**Work task:** Transcribe each entry. Change nothing.

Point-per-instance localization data
☆ ☆ ☆ ☆ ☆

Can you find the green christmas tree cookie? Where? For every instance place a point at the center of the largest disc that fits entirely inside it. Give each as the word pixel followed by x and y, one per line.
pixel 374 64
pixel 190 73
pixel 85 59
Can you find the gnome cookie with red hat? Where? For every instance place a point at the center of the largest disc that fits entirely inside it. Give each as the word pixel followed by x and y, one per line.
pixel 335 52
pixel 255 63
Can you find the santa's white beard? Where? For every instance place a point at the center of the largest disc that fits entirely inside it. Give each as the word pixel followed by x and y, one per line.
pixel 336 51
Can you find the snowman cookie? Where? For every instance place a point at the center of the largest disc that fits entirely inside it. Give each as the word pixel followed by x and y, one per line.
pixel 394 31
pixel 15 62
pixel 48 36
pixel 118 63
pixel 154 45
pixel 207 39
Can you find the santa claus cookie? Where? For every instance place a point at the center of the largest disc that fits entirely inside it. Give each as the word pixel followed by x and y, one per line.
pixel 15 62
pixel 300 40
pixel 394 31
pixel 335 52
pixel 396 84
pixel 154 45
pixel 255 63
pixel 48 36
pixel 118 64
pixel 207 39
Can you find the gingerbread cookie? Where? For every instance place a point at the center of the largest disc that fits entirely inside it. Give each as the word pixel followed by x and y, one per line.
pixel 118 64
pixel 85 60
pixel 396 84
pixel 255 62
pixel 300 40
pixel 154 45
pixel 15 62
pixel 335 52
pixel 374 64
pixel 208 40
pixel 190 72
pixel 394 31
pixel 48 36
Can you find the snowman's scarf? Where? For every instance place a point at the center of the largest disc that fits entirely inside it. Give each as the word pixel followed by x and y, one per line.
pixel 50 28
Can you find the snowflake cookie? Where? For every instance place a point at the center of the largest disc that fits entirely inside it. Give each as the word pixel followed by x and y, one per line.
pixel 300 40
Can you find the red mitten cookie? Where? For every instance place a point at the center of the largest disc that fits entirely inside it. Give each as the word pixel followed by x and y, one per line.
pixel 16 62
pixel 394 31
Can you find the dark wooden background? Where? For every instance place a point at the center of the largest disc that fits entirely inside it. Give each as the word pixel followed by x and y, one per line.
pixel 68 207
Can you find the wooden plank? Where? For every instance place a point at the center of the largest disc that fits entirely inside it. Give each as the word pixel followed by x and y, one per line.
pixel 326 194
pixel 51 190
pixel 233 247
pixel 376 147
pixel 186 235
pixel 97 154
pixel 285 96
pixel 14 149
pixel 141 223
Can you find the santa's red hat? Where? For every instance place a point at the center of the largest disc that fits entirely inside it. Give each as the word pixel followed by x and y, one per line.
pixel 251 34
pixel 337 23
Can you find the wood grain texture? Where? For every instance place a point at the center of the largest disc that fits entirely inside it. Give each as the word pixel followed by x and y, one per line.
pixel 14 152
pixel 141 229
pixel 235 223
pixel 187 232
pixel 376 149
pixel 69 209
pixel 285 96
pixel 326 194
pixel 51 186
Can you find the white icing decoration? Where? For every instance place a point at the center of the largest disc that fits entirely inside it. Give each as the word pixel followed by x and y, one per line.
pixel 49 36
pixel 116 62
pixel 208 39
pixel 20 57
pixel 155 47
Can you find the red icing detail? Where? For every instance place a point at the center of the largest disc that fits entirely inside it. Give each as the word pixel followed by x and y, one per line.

☆ ☆ ☆ ☆ ☆

**Answer below:**
Can you find the green christmas tree cookie? Where? For every instance place a point at the center of the largest disc that fits entirely inside it. Give each as the word pixel followed by x and y, one per line.
pixel 374 64
pixel 190 73
pixel 85 59
Can you find the gnome cookie with red hat? Where? For every instance place a point at the center of the largest disc that fits entirely inside it. Give each as the word pixel followed by x and y, one per line.
pixel 335 52
pixel 255 63
Can you find the santa's white beard? Where? For every instance place a point at the center of the largest disc that fits entirely inside it. Give each as the word pixel followed by x and y, one per line.
pixel 336 51
Can you find the snowman cookie? Where? For every instance place a point at the center of the largest disc that fits entirely inside it. Give each as the word pixel followed by x and y, one per line.
pixel 394 31
pixel 15 62
pixel 48 36
pixel 118 63
pixel 154 45
pixel 207 39
Can you find the santa claus cookie? Where? For every instance place a point at the center of the largest disc that fits entirely inside it. Give each as the word pixel followed by x and y, one per line.
pixel 15 62
pixel 300 40
pixel 394 31
pixel 335 52
pixel 396 84
pixel 154 45
pixel 255 63
pixel 48 36
pixel 118 64
pixel 207 39
Can you find the gingerbread cookie? Where? For every instance place a point at the center of the largest disc that fits entirely inside it. Give each as the word pixel followed by x and y, one per line.
pixel 118 64
pixel 85 60
pixel 396 84
pixel 255 62
pixel 300 40
pixel 154 45
pixel 15 62
pixel 335 52
pixel 374 64
pixel 208 40
pixel 190 72
pixel 394 31
pixel 48 36
Can you find the snowman's scarf? Where? For every instance place a point at the center of the largest disc that fits entirely inside it. Give each as the word pixel followed by x and y, one per line.
pixel 50 28
Can you find the snowflake cookie? Where? For every instance place a point at the center of the largest disc that fits entirely inside it. Give each as the word pixel followed by x and y, one per line.
pixel 300 40
Can you find the red mitten cookie? Where? For every instance place a point at the center of the largest disc that fits entirely inside it. Give each as the word pixel followed by x and y, one per line.
pixel 16 62
pixel 394 31
Can you find the dark wooden background? Where? For every instance place a point at the center of the largest disc that fits entirely inside it. Give each as the word pixel followed by x and y, one per line.
pixel 68 207
Can you find the wooden plank? Where? For every instance place a point at the center of the largest disc that fits entirely inside it. Give each as the word pixel followed by x and y, one per line.
pixel 326 194
pixel 51 190
pixel 233 247
pixel 376 147
pixel 186 235
pixel 97 154
pixel 285 96
pixel 14 149
pixel 141 223
Can you find the santa's red hat? Where? For every instance place a point at the center of the largest disc that fits entirely inside it. Give each as the word pixel followed by x and y, one per line.
pixel 251 34
pixel 337 23
Can you find the wood grain texture? Where? For every instance place a point at the center of the largest disc that fits entirely inside it. Give each as the word pixel followed by x and y, one per line.
pixel 14 152
pixel 141 229
pixel 235 223
pixel 187 232
pixel 376 149
pixel 69 209
pixel 285 96
pixel 326 194
pixel 51 186
Can you find the white icing decoration? Where? For every instance place a point at the center of the largest disc that fits entirely inside it. Give each as the word pixel followed by x and y, one per line.
pixel 49 36
pixel 116 62
pixel 208 39
pixel 20 57
pixel 155 47
Can you find the red icing detail? Where? For every instance place a point at the center of the largest disc that fits entirely inside it. Give each as the word pixel followed by x and y, one per line.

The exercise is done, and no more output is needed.